— Aim —
Rescale the part of the records that opens with the line containing "In the photo above, where can the pasture" and runs through the end of the records. Write those lines out again, requests included, with every coordinate in the answers multiplied by 1.5 and rounded to a whole number (halves round up), and leave the numbers in the requests unchanged.

• • • • • • •

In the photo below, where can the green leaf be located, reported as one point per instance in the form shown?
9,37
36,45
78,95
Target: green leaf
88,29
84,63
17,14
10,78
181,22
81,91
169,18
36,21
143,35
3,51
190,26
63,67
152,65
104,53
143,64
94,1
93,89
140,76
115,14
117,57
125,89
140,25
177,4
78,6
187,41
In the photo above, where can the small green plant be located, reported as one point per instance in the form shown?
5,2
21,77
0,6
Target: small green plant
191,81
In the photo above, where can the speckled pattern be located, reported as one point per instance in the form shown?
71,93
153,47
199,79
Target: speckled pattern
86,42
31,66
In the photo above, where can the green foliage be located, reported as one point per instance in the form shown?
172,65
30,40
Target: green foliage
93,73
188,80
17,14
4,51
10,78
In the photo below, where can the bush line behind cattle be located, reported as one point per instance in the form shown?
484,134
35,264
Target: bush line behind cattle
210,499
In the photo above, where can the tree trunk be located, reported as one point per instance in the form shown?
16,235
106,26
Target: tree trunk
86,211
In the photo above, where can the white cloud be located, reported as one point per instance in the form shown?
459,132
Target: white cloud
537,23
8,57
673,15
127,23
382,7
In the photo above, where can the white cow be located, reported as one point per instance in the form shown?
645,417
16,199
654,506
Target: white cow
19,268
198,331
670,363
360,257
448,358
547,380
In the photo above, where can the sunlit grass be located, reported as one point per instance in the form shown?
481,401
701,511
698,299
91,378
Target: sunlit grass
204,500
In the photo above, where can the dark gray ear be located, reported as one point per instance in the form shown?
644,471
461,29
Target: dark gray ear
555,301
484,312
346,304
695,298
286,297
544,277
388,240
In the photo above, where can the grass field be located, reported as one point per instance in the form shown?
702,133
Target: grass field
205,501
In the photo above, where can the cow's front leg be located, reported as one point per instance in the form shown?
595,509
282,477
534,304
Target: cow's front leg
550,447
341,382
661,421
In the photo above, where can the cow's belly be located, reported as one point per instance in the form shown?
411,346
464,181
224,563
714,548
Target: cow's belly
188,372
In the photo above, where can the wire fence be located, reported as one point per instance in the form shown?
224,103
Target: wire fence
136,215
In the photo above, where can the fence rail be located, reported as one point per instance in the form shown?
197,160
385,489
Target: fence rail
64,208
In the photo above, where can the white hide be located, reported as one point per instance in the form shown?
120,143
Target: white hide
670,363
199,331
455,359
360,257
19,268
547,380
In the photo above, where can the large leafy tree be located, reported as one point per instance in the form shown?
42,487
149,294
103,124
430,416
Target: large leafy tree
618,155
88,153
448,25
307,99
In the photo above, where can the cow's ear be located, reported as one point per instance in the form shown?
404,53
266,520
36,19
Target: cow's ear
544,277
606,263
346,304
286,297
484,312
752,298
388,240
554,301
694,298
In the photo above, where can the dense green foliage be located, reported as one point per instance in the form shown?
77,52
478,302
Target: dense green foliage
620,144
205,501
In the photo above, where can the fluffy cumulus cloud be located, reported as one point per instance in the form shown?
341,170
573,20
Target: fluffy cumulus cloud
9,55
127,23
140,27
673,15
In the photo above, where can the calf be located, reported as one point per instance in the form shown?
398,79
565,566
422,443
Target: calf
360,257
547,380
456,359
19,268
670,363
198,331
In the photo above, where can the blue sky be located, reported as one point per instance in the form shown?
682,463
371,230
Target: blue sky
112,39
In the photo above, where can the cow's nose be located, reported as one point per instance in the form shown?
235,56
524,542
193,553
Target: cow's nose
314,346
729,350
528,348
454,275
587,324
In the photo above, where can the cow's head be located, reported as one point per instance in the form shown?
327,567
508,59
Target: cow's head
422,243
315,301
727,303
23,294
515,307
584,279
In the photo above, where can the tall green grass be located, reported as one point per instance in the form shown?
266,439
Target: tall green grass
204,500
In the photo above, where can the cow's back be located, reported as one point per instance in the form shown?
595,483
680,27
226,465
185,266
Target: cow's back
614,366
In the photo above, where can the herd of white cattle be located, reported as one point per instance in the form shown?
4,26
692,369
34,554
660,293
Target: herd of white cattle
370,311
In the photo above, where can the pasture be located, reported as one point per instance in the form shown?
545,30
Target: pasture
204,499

• • • • • • •

— Final answer —
In the photo above, where can the pasture be located, reported as one point per instance in the form shown?
545,30
Target: pasture
306,749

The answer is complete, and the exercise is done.